■ Data ■
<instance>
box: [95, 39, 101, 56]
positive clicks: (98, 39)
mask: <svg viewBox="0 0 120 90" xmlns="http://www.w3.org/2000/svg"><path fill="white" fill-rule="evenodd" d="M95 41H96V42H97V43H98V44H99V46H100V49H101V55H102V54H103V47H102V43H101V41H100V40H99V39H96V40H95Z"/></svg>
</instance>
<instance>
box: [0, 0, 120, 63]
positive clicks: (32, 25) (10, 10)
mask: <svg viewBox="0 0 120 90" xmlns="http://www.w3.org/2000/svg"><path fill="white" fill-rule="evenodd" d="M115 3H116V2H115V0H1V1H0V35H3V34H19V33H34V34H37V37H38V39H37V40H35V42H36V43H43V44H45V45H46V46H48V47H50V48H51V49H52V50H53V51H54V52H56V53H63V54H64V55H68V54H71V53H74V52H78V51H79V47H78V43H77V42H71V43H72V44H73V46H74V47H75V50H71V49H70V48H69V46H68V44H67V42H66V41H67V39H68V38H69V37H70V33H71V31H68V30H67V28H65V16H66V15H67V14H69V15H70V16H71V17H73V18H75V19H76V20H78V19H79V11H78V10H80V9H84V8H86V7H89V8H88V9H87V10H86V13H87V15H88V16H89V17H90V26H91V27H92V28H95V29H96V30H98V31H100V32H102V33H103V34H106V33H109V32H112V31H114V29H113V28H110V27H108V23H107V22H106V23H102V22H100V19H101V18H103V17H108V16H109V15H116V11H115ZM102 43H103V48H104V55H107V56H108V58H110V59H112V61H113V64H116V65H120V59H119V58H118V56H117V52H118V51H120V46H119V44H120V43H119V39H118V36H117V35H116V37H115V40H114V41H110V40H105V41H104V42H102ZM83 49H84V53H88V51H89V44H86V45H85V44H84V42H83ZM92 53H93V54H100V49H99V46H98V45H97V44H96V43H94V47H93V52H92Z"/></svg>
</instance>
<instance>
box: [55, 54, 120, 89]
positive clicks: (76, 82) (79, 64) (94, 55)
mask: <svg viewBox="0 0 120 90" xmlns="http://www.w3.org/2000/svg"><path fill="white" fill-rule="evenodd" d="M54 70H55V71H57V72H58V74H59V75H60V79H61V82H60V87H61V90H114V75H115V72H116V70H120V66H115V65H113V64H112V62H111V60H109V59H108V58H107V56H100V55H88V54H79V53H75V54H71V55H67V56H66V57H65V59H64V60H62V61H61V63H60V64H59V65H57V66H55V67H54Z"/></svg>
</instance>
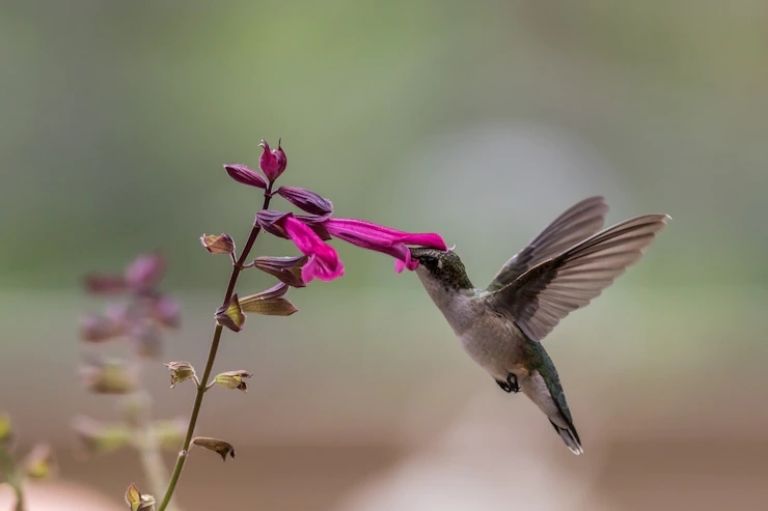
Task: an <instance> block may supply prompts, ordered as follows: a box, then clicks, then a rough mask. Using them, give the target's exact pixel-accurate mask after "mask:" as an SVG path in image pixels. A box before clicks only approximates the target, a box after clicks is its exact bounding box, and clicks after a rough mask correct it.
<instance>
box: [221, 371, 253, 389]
mask: <svg viewBox="0 0 768 511" xmlns="http://www.w3.org/2000/svg"><path fill="white" fill-rule="evenodd" d="M251 376H252V375H251V373H249V372H248V371H245V370H243V369H240V370H238V371H227V372H225V373H219V374H217V375H216V377H215V378H214V380H213V381H214V382H215V383H216V384H217V385H221V386H222V387H225V388H228V389H237V390H242V391H243V392H246V391H247V390H248V385H246V383H245V380H247V379H248V378H250V377H251Z"/></svg>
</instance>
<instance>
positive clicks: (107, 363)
mask: <svg viewBox="0 0 768 511" xmlns="http://www.w3.org/2000/svg"><path fill="white" fill-rule="evenodd" d="M81 375H82V377H83V382H84V383H85V386H86V387H87V388H88V390H90V391H91V392H96V393H97V394H128V393H130V392H133V391H134V390H135V389H136V385H137V381H136V374H135V371H132V370H130V369H128V368H127V367H125V365H124V364H123V363H122V362H119V361H100V362H94V363H91V364H89V365H86V366H84V367H83V368H82V369H81Z"/></svg>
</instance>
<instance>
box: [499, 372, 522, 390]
mask: <svg viewBox="0 0 768 511" xmlns="http://www.w3.org/2000/svg"><path fill="white" fill-rule="evenodd" d="M496 383H497V384H498V385H499V387H501V390H503V391H504V392H507V393H510V392H514V393H515V394H517V393H518V392H520V385H519V384H518V383H517V376H515V375H514V374H513V373H509V374H508V375H507V379H506V381H504V380H496Z"/></svg>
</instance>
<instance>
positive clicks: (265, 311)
mask: <svg viewBox="0 0 768 511" xmlns="http://www.w3.org/2000/svg"><path fill="white" fill-rule="evenodd" d="M287 292H288V284H286V283H284V282H280V283H279V284H277V285H275V286H272V287H271V288H269V289H266V290H264V291H261V292H260V293H256V294H253V295H250V296H246V297H244V298H243V299H242V300H240V307H241V308H242V309H243V310H244V311H245V312H255V313H257V314H264V315H268V316H290V315H291V314H293V313H294V312H296V311H298V309H297V308H296V307H294V306H293V304H292V303H291V302H290V301H288V300H287V299H285V298H283V295H285V293H287Z"/></svg>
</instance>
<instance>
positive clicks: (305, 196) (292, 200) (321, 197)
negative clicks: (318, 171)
mask: <svg viewBox="0 0 768 511" xmlns="http://www.w3.org/2000/svg"><path fill="white" fill-rule="evenodd" d="M277 193H278V194H280V196H281V197H282V198H284V199H285V200H287V201H288V202H290V203H291V204H293V205H294V206H296V207H297V208H299V209H302V210H304V211H306V212H307V213H311V214H313V215H329V214H330V213H332V212H333V203H332V202H331V201H329V200H328V199H326V198H325V197H321V196H320V195H318V194H316V193H315V192H313V191H312V190H307V189H306V188H298V187H295V186H281V187H280V188H279V189H278V190H277Z"/></svg>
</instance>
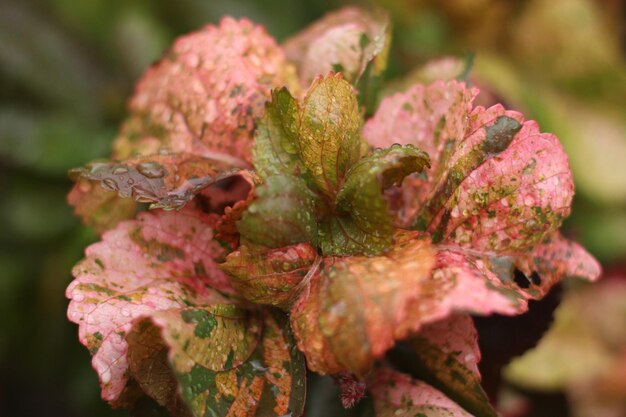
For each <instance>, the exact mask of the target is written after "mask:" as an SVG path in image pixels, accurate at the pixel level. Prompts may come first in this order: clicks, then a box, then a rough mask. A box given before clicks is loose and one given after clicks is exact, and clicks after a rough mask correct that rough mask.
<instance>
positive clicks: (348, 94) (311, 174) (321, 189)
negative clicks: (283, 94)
mask: <svg viewBox="0 0 626 417" xmlns="http://www.w3.org/2000/svg"><path fill="white" fill-rule="evenodd" d="M360 132H361V114H360V112H359V107H358V104H357V101H356V95H355V94H354V90H353V88H352V86H351V85H350V84H349V83H348V82H347V81H345V80H344V79H343V78H342V77H341V75H340V74H338V75H332V74H331V75H328V76H327V77H325V78H316V79H315V81H314V82H313V84H312V85H311V87H310V88H309V90H308V92H307V94H306V96H305V98H304V100H303V101H302V103H301V113H300V124H299V126H298V141H297V146H298V153H299V154H300V159H301V160H302V164H303V165H304V166H305V167H306V168H307V169H308V170H309V172H310V173H311V176H312V180H313V182H314V184H315V185H316V186H317V187H319V189H320V190H322V192H323V193H325V194H326V195H328V196H332V197H334V195H335V194H336V193H337V191H338V190H339V187H340V186H341V184H342V182H343V181H344V178H345V175H346V173H347V172H348V170H349V169H350V168H351V167H352V165H354V164H355V163H356V162H357V161H358V160H359V159H360V157H361V149H362V147H361V133H360Z"/></svg>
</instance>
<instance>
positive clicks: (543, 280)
mask: <svg viewBox="0 0 626 417" xmlns="http://www.w3.org/2000/svg"><path fill="white" fill-rule="evenodd" d="M515 266H516V267H517V268H519V269H520V270H521V271H522V272H523V273H524V274H525V275H526V276H527V277H532V276H533V274H536V276H535V280H538V281H540V283H535V282H533V280H532V279H531V280H530V281H531V284H534V285H536V286H538V288H539V290H540V296H541V295H543V294H545V293H547V292H548V291H549V290H550V288H552V286H553V285H554V284H556V283H558V282H559V281H560V280H561V279H563V278H564V277H578V278H583V279H586V280H588V281H595V280H597V279H598V278H600V275H601V274H602V267H601V266H600V263H598V261H597V260H596V259H595V258H594V257H593V256H591V254H589V252H587V251H586V250H585V249H584V248H583V247H582V246H580V245H579V244H578V243H576V242H574V241H571V240H568V239H565V238H564V237H563V236H561V234H560V233H558V232H557V233H554V234H552V235H551V236H549V237H548V238H547V239H545V240H544V241H543V242H541V243H540V244H539V245H537V246H536V247H535V248H534V249H533V250H532V252H530V253H529V254H527V255H524V256H518V257H517V258H515Z"/></svg>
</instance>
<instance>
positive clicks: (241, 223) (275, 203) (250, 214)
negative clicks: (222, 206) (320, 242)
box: [237, 176, 317, 248]
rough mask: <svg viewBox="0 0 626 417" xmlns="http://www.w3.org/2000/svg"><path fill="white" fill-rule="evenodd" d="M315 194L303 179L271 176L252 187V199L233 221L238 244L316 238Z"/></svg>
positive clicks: (282, 243) (306, 239)
mask: <svg viewBox="0 0 626 417" xmlns="http://www.w3.org/2000/svg"><path fill="white" fill-rule="evenodd" d="M315 204H316V201H315V197H314V195H313V194H312V193H311V191H309V189H308V188H307V186H306V184H305V182H304V181H303V180H302V179H300V178H297V177H292V176H274V177H269V178H267V179H266V182H265V183H264V184H263V185H261V186H259V187H258V188H257V189H256V199H255V200H254V202H253V203H252V204H251V205H250V206H249V207H248V209H247V210H246V212H245V213H244V214H243V217H242V219H241V220H240V221H239V222H237V228H238V229H239V232H240V233H241V241H242V244H246V243H247V242H250V243H254V244H257V245H262V246H268V247H272V248H282V247H285V246H289V245H293V244H295V243H301V242H309V243H312V244H315V243H316V242H317V223H316V220H315Z"/></svg>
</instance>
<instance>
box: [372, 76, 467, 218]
mask: <svg viewBox="0 0 626 417" xmlns="http://www.w3.org/2000/svg"><path fill="white" fill-rule="evenodd" d="M477 94H478V90H477V89H468V88H466V87H465V85H464V84H462V83H458V82H456V81H452V82H449V83H443V82H441V81H440V82H435V83H433V84H431V85H429V86H424V85H421V84H416V85H414V86H413V87H412V88H410V89H408V90H407V91H406V92H404V93H398V94H396V95H394V96H392V97H388V98H386V99H385V100H383V101H382V103H381V104H380V107H379V109H378V111H377V112H376V114H375V115H374V117H372V118H371V119H370V120H368V121H367V123H366V124H365V126H364V128H363V136H364V138H365V139H366V140H367V141H368V142H369V144H370V145H372V146H375V147H378V148H387V147H389V146H391V145H393V144H394V143H399V144H402V145H407V144H410V145H414V146H416V147H418V148H419V149H421V150H422V151H424V152H426V153H427V154H428V155H429V156H430V163H431V168H430V169H429V170H428V171H425V172H424V173H422V174H421V175H419V176H416V175H413V176H411V177H409V178H407V179H406V180H405V183H404V186H403V188H402V193H403V194H404V198H403V200H404V201H403V205H402V206H401V207H400V208H399V212H398V215H397V217H398V223H399V225H401V226H405V227H407V226H409V225H410V224H411V223H412V222H413V221H414V219H415V216H416V215H417V211H418V210H419V209H420V208H421V207H422V206H423V205H424V203H425V202H426V201H427V198H428V197H429V196H430V194H431V192H432V188H433V187H434V185H435V184H436V183H437V182H438V181H439V180H440V178H441V176H442V173H443V171H444V169H445V167H446V164H447V162H448V160H449V159H450V157H451V154H452V152H453V151H454V150H455V149H456V147H457V144H458V142H459V141H461V140H462V139H463V138H464V136H465V125H466V123H467V122H466V118H467V116H468V114H469V113H470V111H471V103H472V100H473V99H474V97H475V96H476V95H477Z"/></svg>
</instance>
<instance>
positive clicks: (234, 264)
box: [220, 243, 318, 307]
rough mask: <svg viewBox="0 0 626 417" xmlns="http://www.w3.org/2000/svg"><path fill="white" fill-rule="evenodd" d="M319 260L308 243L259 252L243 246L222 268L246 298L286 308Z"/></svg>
mask: <svg viewBox="0 0 626 417" xmlns="http://www.w3.org/2000/svg"><path fill="white" fill-rule="evenodd" d="M316 259H318V255H317V250H316V249H315V248H314V247H313V246H311V245H309V244H308V243H299V244H297V245H293V246H287V247H286V248H281V249H272V250H257V251H254V250H250V249H248V248H247V247H246V246H241V247H240V248H239V250H238V251H235V252H232V253H231V254H229V255H228V256H227V257H226V262H225V263H223V264H221V265H220V268H222V270H223V271H225V272H226V273H227V274H228V275H229V276H230V277H231V282H232V285H233V287H234V288H235V289H236V290H237V293H238V294H239V295H240V296H242V297H243V298H245V299H246V300H248V301H250V302H253V303H256V304H269V305H275V306H281V307H286V306H288V305H289V303H290V302H292V301H293V300H295V297H296V296H297V294H298V291H299V290H300V289H301V288H302V287H303V286H304V285H306V283H307V274H308V272H309V270H311V268H312V267H313V263H314V262H315V261H316Z"/></svg>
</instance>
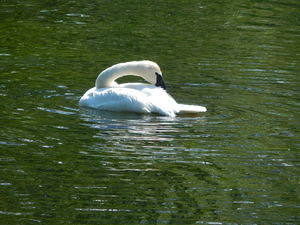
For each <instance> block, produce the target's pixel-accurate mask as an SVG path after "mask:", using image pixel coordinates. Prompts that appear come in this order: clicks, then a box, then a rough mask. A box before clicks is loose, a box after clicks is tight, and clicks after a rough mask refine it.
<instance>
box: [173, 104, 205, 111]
mask: <svg viewBox="0 0 300 225" xmlns="http://www.w3.org/2000/svg"><path fill="white" fill-rule="evenodd" d="M178 108H179V112H178V113H198V112H206V107H204V106H199V105H184V104H178Z"/></svg>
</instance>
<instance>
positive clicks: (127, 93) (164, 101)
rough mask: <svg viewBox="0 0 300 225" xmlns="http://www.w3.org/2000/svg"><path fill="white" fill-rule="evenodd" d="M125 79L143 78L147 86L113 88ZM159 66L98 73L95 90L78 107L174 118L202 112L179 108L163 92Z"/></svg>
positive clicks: (123, 67) (122, 84)
mask: <svg viewBox="0 0 300 225" xmlns="http://www.w3.org/2000/svg"><path fill="white" fill-rule="evenodd" d="M126 75H136V76H140V77H143V78H144V79H145V80H146V81H148V82H149V83H151V84H143V83H125V84H117V83H116V82H115V80H116V79H117V78H119V77H122V76H126ZM164 89H165V84H164V81H163V79H162V75H161V71H160V68H159V66H158V65H157V64H156V63H154V62H151V61H134V62H127V63H119V64H116V65H114V66H112V67H109V68H107V69H106V70H104V71H102V72H101V73H100V74H99V76H98V77H97V80H96V85H95V87H93V88H91V89H90V90H88V91H87V92H86V93H85V94H84V95H83V96H82V97H81V99H80V101H79V105H80V106H83V107H90V108H95V109H100V110H109V111H127V112H137V113H158V114H160V115H164V116H170V117H175V116H176V114H177V113H198V112H205V111H206V108H205V107H203V106H196V105H183V104H177V102H176V101H175V100H174V99H173V98H172V97H171V96H170V95H169V94H168V93H167V92H166V90H164Z"/></svg>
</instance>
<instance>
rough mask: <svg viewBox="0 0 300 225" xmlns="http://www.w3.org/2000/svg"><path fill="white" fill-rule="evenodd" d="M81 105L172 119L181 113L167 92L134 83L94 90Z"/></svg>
mask: <svg viewBox="0 0 300 225" xmlns="http://www.w3.org/2000/svg"><path fill="white" fill-rule="evenodd" d="M79 104H80V106H84V107H90V108H96V109H101V110H110V111H129V112H137V113H158V114H161V115H165V116H171V117H175V114H176V113H178V112H179V109H178V107H177V106H178V104H177V103H176V101H175V100H174V99H173V98H172V97H171V96H170V95H168V93H167V92H166V91H165V90H163V89H161V88H157V87H155V86H152V85H145V84H133V83H131V84H125V85H119V86H118V87H114V88H100V89H96V88H92V89H90V90H89V91H87V92H86V93H85V95H84V96H82V98H81V99H80V101H79Z"/></svg>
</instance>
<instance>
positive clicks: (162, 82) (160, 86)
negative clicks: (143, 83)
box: [155, 72, 167, 90]
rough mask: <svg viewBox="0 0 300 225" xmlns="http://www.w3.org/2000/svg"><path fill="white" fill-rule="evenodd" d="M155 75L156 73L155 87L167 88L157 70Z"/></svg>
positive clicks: (165, 89) (163, 88) (162, 79)
mask: <svg viewBox="0 0 300 225" xmlns="http://www.w3.org/2000/svg"><path fill="white" fill-rule="evenodd" d="M155 75H156V83H155V86H156V87H161V88H162V89H164V90H166V89H167V88H166V85H165V82H164V80H163V78H162V75H161V74H159V73H157V72H156V73H155Z"/></svg>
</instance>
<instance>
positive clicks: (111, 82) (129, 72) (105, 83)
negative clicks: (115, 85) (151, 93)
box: [96, 60, 166, 89]
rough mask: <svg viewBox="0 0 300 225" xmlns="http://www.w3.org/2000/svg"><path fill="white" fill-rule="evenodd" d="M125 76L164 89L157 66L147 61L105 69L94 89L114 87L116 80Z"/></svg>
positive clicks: (124, 64) (156, 65) (126, 64)
mask: <svg viewBox="0 0 300 225" xmlns="http://www.w3.org/2000/svg"><path fill="white" fill-rule="evenodd" d="M126 75H135V76H140V77H142V78H144V79H145V80H146V81H148V82H149V83H151V84H153V85H155V86H157V87H161V88H163V89H166V85H165V83H164V80H163V78H162V72H161V70H160V68H159V66H158V65H157V64H156V63H155V62H152V61H148V60H143V61H132V62H125V63H119V64H116V65H113V66H111V67H109V68H107V69H105V70H104V71H102V72H101V73H100V74H99V76H98V78H97V80H96V88H103V87H111V86H114V85H113V84H114V81H115V80H116V79H118V78H119V77H122V76H126Z"/></svg>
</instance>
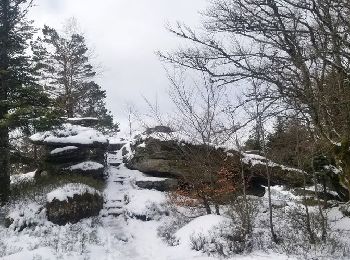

■ To do ■
Look at the entries above. Say how many lines have the word "that", and give only the number.

■ Task output ■
2